=== YOUR ASSIGNMENT ===
Copy from the BlueSCSI and vintage Mac hardware update everything from "Another new product" down to "just as often.", with the wording unchanged.

==== EXCERPT ====

On the BlueSCSI front, there are new through-hole designs on the way from the PCB manufacturer, for desktop and powerbook. These have already been verified functional, and these PCBs are for production. They are easier to assemble, with only a few surface mount parts : the microSD slot, and large SMD capacitors.

A new BlueSCSI product line, ‘F4 Lite’, will make its appearance with green PCBs. This style is just as fast as full F4 with the current SCSI protocol implementation, despite being more affordable. Future improvements to the SCSI protocol will make full F4 likely faster. But for now it’s a cheaper solution that runs at the same speed.

Also for the first time, F4 will be available for powerbooks. These designs are through-hole too, and allow disabling termination (by removing active terminator packs) for those that want to try systems other than powerbooks where termination must be fully off.

The eMate 300 RAM/Flash upgrade module will start production when the PCBs arrive.
— Update on the eMate module: either my PCBs are really fiddly or the flash chips I have are all bad. These don’t really seem to want to work, and the PCB design will be updated again later to see if things can be worked out.

The LC MACAA Power Supply Replacement has had one more PCB tweak and is not the easiest to assemble, but will be a good solution for those who want a new power supply for their LC, LC II, LC III, and LC 475.
— Update on MACAA: For the LC there’s actually a nice little medical power supply that does +12, +5, and -5 just like the LC needs. Will be easier and cheaper to just use that instead, and work is being retargeted to that.

The ribbon cable for macintosh portable backlit display upgrade is in production, with one tester ready and waiting to give it a shot.

Another new product (later in the future, design in progress) will be the standard backlit mac portable ribbon cable, as this is a different design – but they tear just as often.

==== EXTRACTED RECORDS ====

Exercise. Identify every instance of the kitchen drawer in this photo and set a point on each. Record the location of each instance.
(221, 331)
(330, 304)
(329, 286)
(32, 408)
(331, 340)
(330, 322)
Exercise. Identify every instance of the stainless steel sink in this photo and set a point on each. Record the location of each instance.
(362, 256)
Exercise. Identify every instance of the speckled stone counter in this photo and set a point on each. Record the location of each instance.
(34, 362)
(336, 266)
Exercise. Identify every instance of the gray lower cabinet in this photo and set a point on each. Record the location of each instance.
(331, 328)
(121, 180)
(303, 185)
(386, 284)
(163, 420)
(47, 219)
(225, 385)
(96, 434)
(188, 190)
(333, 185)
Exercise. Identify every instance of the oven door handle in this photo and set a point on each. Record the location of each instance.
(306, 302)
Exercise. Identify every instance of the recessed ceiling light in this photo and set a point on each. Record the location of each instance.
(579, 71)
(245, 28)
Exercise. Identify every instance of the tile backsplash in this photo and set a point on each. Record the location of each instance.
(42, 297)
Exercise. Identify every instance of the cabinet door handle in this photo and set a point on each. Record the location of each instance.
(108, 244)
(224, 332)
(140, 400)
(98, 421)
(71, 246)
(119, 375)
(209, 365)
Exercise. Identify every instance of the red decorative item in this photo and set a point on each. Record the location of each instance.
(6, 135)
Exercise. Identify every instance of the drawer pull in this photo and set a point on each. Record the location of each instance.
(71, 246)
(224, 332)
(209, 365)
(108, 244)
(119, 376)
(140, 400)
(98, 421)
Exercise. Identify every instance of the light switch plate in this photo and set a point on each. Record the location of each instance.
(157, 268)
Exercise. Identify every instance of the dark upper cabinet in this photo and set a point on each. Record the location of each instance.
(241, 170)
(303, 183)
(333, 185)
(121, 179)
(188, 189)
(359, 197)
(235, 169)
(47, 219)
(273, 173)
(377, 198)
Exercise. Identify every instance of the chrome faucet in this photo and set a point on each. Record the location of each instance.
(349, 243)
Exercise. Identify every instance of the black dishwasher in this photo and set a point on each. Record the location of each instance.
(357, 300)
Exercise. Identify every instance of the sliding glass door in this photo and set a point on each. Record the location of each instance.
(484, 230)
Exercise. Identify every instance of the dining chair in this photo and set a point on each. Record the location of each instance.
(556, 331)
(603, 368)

====
==== EXTRACTED RECORDS ====

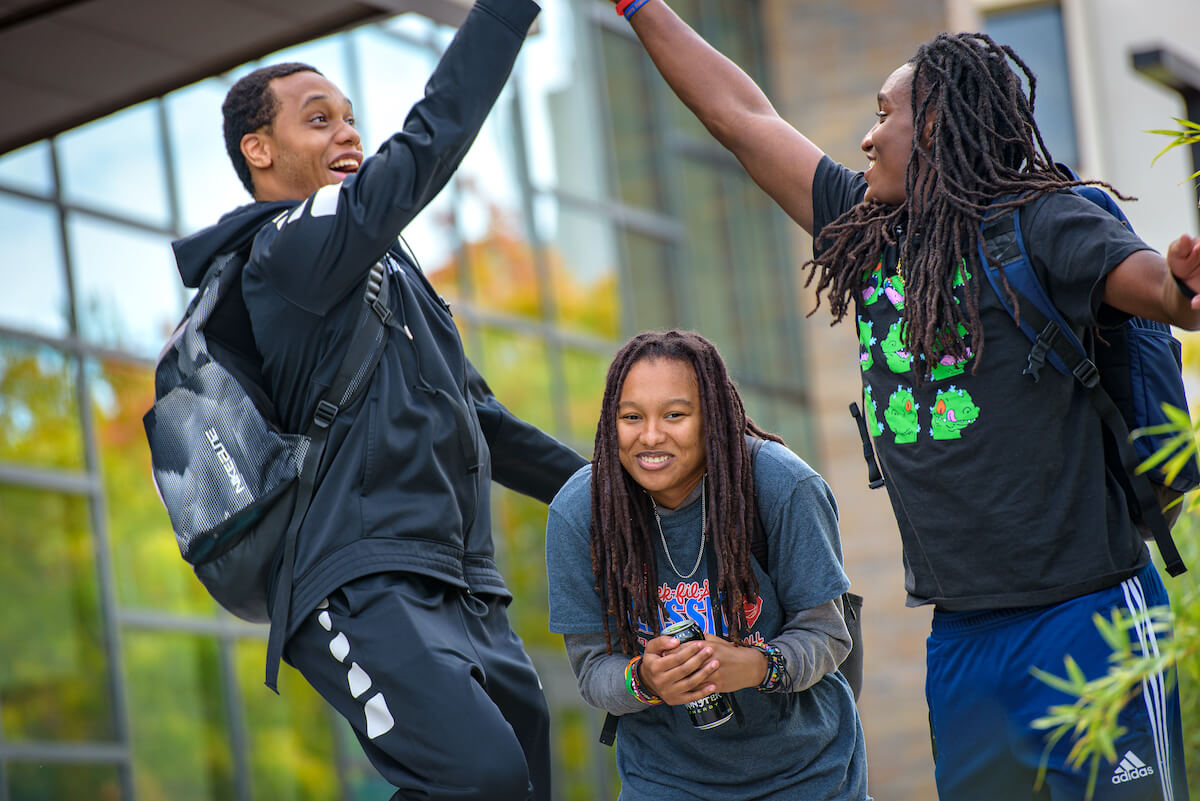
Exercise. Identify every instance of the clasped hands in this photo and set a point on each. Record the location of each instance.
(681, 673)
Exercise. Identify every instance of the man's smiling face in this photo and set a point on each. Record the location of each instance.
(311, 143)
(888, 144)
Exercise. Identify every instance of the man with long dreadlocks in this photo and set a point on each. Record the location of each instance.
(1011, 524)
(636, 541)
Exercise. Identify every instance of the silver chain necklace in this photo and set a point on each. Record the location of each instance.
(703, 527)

====

=== RESPONSE ===
Another new product (later in the future, design in progress) will be the standard backlit mac portable ribbon cable, as this is a different design – but they tear just as often.